START Given passage

I should also mention, at this point, that I’m a college dropout who majored in music.

But you can read all of that on LinkedIn. I tell you my life story in sales because it’s important to know that it’s the one field where you can make literally millions of dollars without an advanced degree, or a brilliant mind, or even a great idea. But what do you actually need?

It would be simplistic to say that it comes down to hustle. Actually, it would be downright false. My brother has, on more than one occasion, called me, “the laziest man in the world.” There’s a lot of truth to that. I have seen people have above average sales careers based on being grinders. I respect it. But it’s not me.

I will tell you this one, simple truth about sales: in order to succeed, you must be emotionally brilliant.

Do you know what single event pushed people headfirst into buying cellular phones en masse? Do you know the very instant that changed people’s perceptions of cell phones from “luxury” to “utility?” That one moment in history pushed cell phone adoption from about 30% to over 80%.

It was September 11, 2001. In one moment, everybody in the world wanted to know if their loved ones were safe. They wanted to be able to tell their loved ones that they were safe. And almost every cell phone network crashed, nationwide, except one: Verizon. And that’s how I made $135,000 working part time at the mall.

Why does that matter? It’s because people never buy rationally. They buy emotionally. The logic center of the brain is dormant when buying decisions are made. You can lie to yourself all you want about how you “made a spreadsheet” and “weighed all the options.”

No, you didn’t. You used that logic to justify the buying decision you had already made in your mind. If you want proof of this, think about the last time your friend asked you what car he should buy. Then, think about what car he actually bought. I wrote a car buying advice column for over two years. Twice a week for 104 weeks, people wrote to me and asked for my opinions. Approximately three people took my advice. The other 205 bought the car they were going to buy anyway.

Sales is never about logic. It’s rarely about data. Data is a nice-to-have. But it’s mainly there to prevent buyer’s remorse.

No, sales is about emotion. Sales is about desire. Sales is about knowing that your customer wants one or more of these four things: Safety, Love, Vision, or Information. And then, after you figure that part out, you give it to him. It’s that simple.

I’ve seen salespeople come armed with presentations, and binders, and flip charts, and god knows what else into a meeting. I walk in with my notepad and two ears. And I always, always win. You have to be able to look into the eyes of your customer and know, perhaps even better than he does, what he wants more than anything in the world. And you have to make him believe that buying whatever you have to sell him will satisfy that need.

And that, my friends, is taxing. It’s difficult. It wears on you like you wouldn’t believe. You’re acting as therapist, bartender, hairdresser, and best friend all at once, and you’re doing it all the time. You have to reassure your customer that he’s making an amazing decision, and you have to congratulate him for doing it. You have to make him feel like he’s the most important person in the world, and then you have to do it again for the very next up.

It doesn’t matter if you’re selling a cell phone, or if you’re selling a $40M advertising spend. It’s exactly the same. You’ll buy from me because I have made you feel so completely safe, or inspired, or informed, or cared about, that you won’t even care what you’ve bought. At the end of our transaction, yeah, you’ll have bought something you didn’t have before. And that thing, well, it will be ephemeral. It might bring you joy for a while. But not too long after, it will just become something else you own.

But you’ll never forget how you felt in the moment you began to own it.

That’s my job. If you think you can do that too, then go for it.

END Given passage
START Information supplied

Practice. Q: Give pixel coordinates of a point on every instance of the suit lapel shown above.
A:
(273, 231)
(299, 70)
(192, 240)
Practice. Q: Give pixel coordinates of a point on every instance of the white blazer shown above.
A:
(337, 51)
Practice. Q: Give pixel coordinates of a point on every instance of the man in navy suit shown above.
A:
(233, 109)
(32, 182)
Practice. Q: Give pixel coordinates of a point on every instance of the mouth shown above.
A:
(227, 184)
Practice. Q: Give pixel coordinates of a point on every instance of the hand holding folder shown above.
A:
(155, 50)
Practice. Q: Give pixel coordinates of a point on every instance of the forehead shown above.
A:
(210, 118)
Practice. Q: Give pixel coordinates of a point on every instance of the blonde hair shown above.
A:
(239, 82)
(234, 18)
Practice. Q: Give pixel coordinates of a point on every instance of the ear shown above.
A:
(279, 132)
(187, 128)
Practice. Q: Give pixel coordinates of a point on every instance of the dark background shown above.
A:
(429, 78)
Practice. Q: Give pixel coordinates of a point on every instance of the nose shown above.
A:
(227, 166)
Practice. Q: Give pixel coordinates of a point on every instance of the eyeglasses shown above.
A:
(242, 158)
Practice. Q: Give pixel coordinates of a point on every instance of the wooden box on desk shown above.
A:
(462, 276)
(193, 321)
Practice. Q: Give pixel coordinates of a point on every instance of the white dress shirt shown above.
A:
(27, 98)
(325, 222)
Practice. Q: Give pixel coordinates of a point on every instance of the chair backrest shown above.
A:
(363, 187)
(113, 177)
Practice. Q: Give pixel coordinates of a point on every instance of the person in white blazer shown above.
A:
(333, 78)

END Information supplied

:: Questions ::
#1 Answer these questions about the passage on sales:
(a) What did the writer major in?
(b) Which cell phone network did not crash on September 11, 2001?
(c) What four things can a customer want, according to the writer?
#2 Retype the passage on sales, starting with "It doesn’t matter" and going on through "then go for it.".

:: Solutions per task ::
#1
(a) Music.
(b) Verizon.
(c) Safety, Love, Vision, or Information.

#2
It doesn’t matter if you’re selling a cell phone, or if you’re selling a $40M advertising spend. It’s exactly the same. You’ll buy from me because I have made you feel so completely safe, or inspired, or informed, or cared about, that you won’t even care what you’ve bought. At the end of our transaction, yeah, you’ll have bought something you didn’t have before. And that thing, well, it will be ephemeral. It might bring you joy for a while. But not too long after, it will just become something else you own.

But you’ll never forget how you felt in the moment you began to own it.

That’s my job. If you think you can do that too, then go for it.